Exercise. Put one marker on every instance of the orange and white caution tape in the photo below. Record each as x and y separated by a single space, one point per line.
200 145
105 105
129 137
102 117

####

_TASK TO CARRY OUT_. Transcribe all the entries exactly, as they stand.

_RESPONSE FOR THIS EXERCISE_.
Exercise. Put one marker on every instance of the orange and white caution tape in the photo below. Record each as x and y separated by a single space, one point per line.
200 145
105 105
129 137
102 117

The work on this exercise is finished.